● **Aim of the task**
Write out all of the data again, precisely as it appears.
#### Record set
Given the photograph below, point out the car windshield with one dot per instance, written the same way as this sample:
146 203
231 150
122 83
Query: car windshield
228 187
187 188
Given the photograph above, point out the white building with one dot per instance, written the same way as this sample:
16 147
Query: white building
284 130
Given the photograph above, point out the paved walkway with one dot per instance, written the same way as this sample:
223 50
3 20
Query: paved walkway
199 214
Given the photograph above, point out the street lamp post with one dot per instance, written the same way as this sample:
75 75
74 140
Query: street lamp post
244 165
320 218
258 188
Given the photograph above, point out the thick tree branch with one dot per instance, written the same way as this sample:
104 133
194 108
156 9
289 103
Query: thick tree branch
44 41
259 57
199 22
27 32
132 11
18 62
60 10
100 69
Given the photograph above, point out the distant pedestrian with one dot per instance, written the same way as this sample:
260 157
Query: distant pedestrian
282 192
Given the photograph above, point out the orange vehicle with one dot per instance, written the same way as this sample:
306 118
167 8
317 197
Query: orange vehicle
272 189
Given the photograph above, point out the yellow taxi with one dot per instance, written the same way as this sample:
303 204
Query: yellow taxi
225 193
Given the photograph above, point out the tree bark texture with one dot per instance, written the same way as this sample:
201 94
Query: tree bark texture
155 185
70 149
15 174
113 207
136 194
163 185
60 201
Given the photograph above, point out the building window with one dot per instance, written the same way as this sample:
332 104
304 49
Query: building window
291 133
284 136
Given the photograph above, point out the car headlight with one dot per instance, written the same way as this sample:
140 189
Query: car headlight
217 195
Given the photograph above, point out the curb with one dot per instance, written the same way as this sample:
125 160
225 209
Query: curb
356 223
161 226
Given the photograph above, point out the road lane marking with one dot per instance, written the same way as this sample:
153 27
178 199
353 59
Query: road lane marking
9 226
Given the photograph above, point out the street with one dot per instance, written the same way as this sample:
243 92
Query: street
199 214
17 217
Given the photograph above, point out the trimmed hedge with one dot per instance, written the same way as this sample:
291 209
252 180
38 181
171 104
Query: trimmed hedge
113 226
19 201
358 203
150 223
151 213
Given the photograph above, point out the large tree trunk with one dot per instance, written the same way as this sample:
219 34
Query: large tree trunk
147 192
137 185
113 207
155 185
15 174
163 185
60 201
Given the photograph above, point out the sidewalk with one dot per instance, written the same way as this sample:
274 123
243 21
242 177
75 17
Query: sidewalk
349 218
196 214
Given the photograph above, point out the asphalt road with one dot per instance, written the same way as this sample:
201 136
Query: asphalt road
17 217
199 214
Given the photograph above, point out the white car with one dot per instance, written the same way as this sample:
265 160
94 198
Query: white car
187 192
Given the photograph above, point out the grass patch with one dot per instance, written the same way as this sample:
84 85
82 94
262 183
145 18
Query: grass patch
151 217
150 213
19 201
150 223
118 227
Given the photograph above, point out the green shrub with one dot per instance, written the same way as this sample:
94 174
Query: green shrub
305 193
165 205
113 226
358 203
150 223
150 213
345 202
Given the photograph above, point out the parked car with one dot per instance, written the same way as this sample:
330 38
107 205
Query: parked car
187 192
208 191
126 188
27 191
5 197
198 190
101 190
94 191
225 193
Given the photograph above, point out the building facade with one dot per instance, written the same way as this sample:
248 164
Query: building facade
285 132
########
● **Exercise solution**
Given the photograph below, point out the car windshield with one dot per instance, written the same way as this sample:
146 203
231 150
122 83
Query: car windshield
228 187
187 188
Given the photograph above, point out the white building with one dot per instance, written the same way as this sample:
16 147
Query: white building
284 130
Given the photograph above, point out the paved walkway with one dot per instance, written the same way as this sample:
223 50
3 20
Query: paved walkway
199 214
Given the photograph above, point out the street lamp post with one dot per instance, written the same way as this sample:
75 75
74 140
Query: street lamp post
244 165
320 218
258 188
Given the photograph above, point out the thick tree branch with one dot per instance, written the same way as this sample:
104 133
194 108
156 9
289 103
Query: thick tree branch
44 41
259 57
199 22
27 32
132 11
18 62
60 10
100 69
Given the photograph above, point out the distant pedestrian with one dot per instance, written the same way as this sample:
260 157
Query: distant pedestrian
282 192
Given the photograph above, point out the orange vehicle with one dot per instance, written the same way as this sample:
306 118
167 8
317 197
Query: orange vehicle
272 189
Given the photograph above, point out the yellow taxi with one dot per instance, written the same way as this sample:
303 204
Query: yellow taxi
225 193
Given the photograph above, point out the tree bark texture with one dot per instance, written the same way as this sample:
201 94
Query: tree bark texture
155 185
70 149
15 174
113 207
136 194
163 185
60 201
Given the photograph above, point out the building window with one dot per instance, written the same way as this sample:
332 104
304 49
Query: building window
291 133
284 136
Given the photograph above, point out the car headlight with one dot per instance, written the same way as this sample:
140 189
Query: car headlight
217 195
Given the photograph above, point out the curb with one dot per instance, written the same way as this sample:
125 160
225 209
Query: curb
356 223
161 226
Given the photograph above, point out the road lane marking with one dot per instance, written the same way as this sample:
153 27
178 199
353 59
Query: road lane marking
9 226
Given the photograph above, point out the street with one dot per instance, written the same way as this sample:
243 92
Query: street
199 214
17 217
Given the photograph above, point out the trimmed hedge with one dot per instance, written the same way as this sample:
291 209
252 180
38 181
171 104
Query: trimmed hedge
113 226
19 201
358 203
150 223
151 213
Given the photograph above, point out the large tree trunk with one dot per instance, written the same way as this sample:
219 34
Query: large tree trunk
147 192
137 185
113 207
155 185
15 174
163 185
60 201
Given the photograph above, point out the sidewalk with one dot per instance, written the same way as this sample:
274 123
243 21
242 177
75 17
Query: sidewalk
349 218
196 214
Given the photograph above, point out the asphalt road with one dot per instance, written the same way as this sample:
201 136
Query: asphalt road
17 217
199 214
Given the photograph above, point out the white car with one dot per instance, written the same way as this sample:
265 160
94 198
Query: white car
187 192
Given the photograph above, point out the grass patch with one dot per instance, written the same way as this sample:
84 85
82 94
262 183
145 18
Query: grass patch
151 217
150 213
19 201
150 223
118 227
Given the photograph above, point out the green shrub with one dot per instance, written the same way as this sample:
94 174
Query: green shrub
305 193
165 205
113 226
358 203
150 223
150 213
345 202
Given the photograph above, point out the parked car with one dot per instance, written the same way as this sample:
330 38
107 205
Query: parked car
187 192
208 191
126 188
27 191
5 197
198 190
101 190
94 191
225 193
Given the photograph above, point out the building facade with one dot per instance, written the same way as this sample:
248 164
Query: building facade
285 132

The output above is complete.